WRITTEN PROBLEM -> Identify each line of the records below that contains the word "Where", and copy those lines in full.

DATASET EXTRACT ->
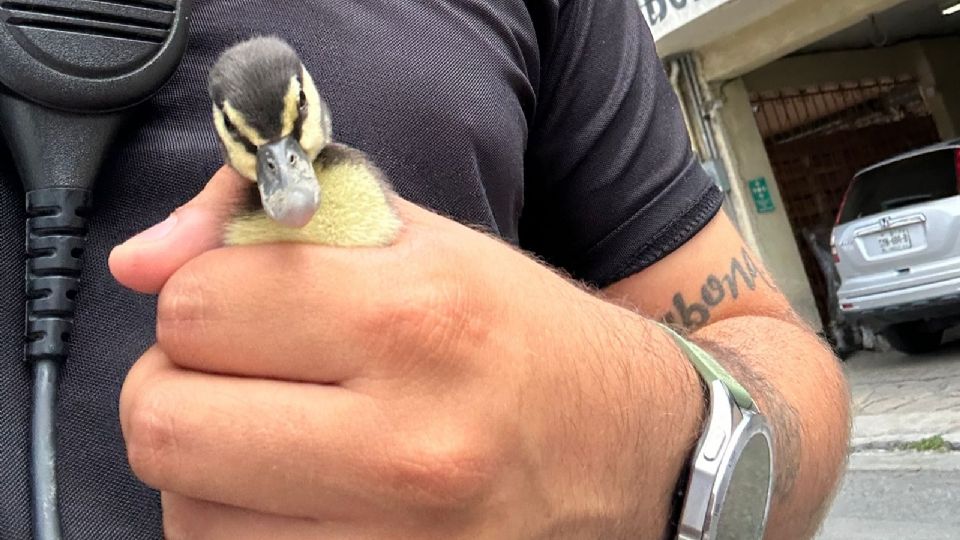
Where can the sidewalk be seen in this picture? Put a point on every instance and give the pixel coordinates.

--

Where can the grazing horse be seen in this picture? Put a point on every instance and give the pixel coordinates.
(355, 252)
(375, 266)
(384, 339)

PROBLEM SOLUTION ->
Where can the sidewalk be seen in this picture? Put a point on every instance and give the pixel coordinates.
Where can the grazing horse be seen in this picture? Put a point on every instance and give the pixel coordinates.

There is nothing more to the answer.